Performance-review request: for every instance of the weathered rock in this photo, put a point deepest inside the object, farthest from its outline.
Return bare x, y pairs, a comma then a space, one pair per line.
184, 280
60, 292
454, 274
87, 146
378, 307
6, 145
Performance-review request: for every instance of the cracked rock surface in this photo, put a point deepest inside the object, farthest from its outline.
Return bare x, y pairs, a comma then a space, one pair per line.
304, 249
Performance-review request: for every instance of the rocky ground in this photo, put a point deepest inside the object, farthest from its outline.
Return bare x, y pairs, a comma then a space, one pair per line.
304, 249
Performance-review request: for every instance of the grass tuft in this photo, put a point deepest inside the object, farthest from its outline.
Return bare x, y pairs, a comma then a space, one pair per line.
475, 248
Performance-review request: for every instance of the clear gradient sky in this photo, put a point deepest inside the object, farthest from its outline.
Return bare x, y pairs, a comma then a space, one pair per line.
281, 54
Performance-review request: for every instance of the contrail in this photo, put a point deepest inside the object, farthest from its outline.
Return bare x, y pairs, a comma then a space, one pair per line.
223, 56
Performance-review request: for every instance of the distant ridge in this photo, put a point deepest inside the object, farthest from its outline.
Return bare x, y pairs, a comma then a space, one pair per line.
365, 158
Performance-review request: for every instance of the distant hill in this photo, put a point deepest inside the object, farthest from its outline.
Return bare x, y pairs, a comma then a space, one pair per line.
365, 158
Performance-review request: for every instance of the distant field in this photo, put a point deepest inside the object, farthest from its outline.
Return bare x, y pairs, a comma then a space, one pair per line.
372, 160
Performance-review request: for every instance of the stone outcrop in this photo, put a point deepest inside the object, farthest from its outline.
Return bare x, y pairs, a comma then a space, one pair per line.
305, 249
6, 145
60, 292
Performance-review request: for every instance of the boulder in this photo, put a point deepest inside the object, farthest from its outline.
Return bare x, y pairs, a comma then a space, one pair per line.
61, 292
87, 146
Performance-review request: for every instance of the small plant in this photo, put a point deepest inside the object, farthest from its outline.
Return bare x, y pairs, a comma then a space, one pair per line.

====

Problem statement :: Reproduce all of the items above, changing "put a point" to "place a point" wherever it occurs and leaving everything else unchanged.

Final result ::
Performance-review request: for every instance of the weathered rock in this photo, place a point deepest inside the object, farthest from its outline.
Return bare x, y pairs, a comma then a space, one pair per line.
184, 280
60, 292
454, 274
87, 146
378, 307
6, 145
Performance-review request: for every instance of the cracked rock surface in this photo, place a point deepest inside the object, farthest from its outline.
Return bare x, y pairs, a comma then a space, one pair per line.
304, 249
Performance-review request: for every instance of the rocky ground in this photo, place a point deepest inside the object, farthest from its outline.
Return bare x, y pairs, a comma then a space, one pair per line.
304, 249
Performance-review request: for every instance of the grass tuft in this photo, place a point deepest inside the object, farthest from its outline.
Return bare x, y pairs, a comma then a space, one pair per line.
475, 248
Performance-review request: for every instance of the clear gradient sky in this photo, place a point deepest inside the object, farthest from its outline.
Return bare x, y pairs, a comma then a space, one pair per line.
281, 54
Performance-review request: for every instance of the contrail in this photo, place a point deepest inside the object, farthest from its outline.
Return bare x, y pairs, a comma then a space, one pair per line.
223, 56
Performance-review request: for every instance of the distant ridge in this photo, place a point deepest inside the object, farthest from its outline.
Return bare x, y pairs, a comma then a space, one pair per line.
365, 158
Performance-review request: for every instance of the distant hill in this photo, place a point deepest inside the object, farthest from its outline.
Return bare x, y pairs, a comma then a space, one pair per line.
365, 158
Performance-review request: for every instance of the distant field in this photo, place a point deepest inside the object, farthest from its outline.
Return bare x, y pairs, a comma then a space, one pair per line.
372, 160
Performance-review request: for every instance of the stone outcrop in this photo, place a point deepest inside the object, farthest from its outline.
Return bare x, y pairs, a comma then a space, one pair per line.
305, 249
6, 145
60, 292
Performance-review request: for every instance of the boulder in this photo, place a point deepest inside the object, farthest from its outline.
Return bare x, y pairs, a comma then a space, one pair per line.
61, 292
87, 146
Performance-review request: for every instance of the small plant in this photo, place a point deepest inside the object, farthest from its outline.
Return bare x, y pairs, a comma then a space, one pair per line.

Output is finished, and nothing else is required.